_The input_
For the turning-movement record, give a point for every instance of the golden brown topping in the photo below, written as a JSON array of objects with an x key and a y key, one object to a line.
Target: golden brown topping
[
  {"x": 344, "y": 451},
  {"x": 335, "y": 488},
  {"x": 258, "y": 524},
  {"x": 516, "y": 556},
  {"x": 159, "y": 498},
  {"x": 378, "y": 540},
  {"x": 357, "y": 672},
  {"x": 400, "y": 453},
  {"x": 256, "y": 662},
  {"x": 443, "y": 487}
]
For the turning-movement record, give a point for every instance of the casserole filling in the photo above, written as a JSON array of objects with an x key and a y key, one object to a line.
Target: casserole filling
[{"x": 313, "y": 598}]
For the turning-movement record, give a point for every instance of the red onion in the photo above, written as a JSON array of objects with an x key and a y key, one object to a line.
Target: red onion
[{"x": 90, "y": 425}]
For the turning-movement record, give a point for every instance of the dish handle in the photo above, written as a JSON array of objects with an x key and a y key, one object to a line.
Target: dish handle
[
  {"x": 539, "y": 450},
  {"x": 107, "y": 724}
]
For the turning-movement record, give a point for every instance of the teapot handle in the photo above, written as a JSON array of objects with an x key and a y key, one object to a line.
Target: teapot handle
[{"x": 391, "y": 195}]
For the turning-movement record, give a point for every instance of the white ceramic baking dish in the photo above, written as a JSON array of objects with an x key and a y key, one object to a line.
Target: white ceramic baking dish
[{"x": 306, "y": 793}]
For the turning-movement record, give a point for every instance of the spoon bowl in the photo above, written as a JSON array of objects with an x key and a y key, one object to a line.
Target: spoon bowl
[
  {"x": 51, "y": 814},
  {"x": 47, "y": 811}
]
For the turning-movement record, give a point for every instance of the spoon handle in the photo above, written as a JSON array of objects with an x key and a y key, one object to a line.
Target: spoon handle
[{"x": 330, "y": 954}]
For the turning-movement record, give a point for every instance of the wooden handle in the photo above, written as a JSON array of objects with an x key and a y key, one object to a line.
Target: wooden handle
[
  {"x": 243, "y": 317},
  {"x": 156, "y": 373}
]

_Required work_
Your answer should be the lines from the one that contains "Target: white ceramic baking dish" through the last line of the material, copied exactly.

_Solution to this problem_
Target: white ceramic baking dish
[{"x": 306, "y": 793}]
For the turning-movement record, give a point for every instance of the spoon bowl in the photo above, written as a JSON array of objects with an x key and a y key, one object to a line.
Target: spoon bowl
[
  {"x": 51, "y": 814},
  {"x": 47, "y": 811}
]
For the turning-movement record, give a point for every instance of the spoon handle in the photo above, written as a JSON array of objects with an x key and a y key, one object to a line.
Target: spoon handle
[{"x": 330, "y": 954}]
For the turning-movement record, give a point for every instance of the wooden handle in the photo above, written as a JSON array of objects with an x key and a y key, one object to a line.
Target: wooden handle
[
  {"x": 243, "y": 317},
  {"x": 156, "y": 373}
]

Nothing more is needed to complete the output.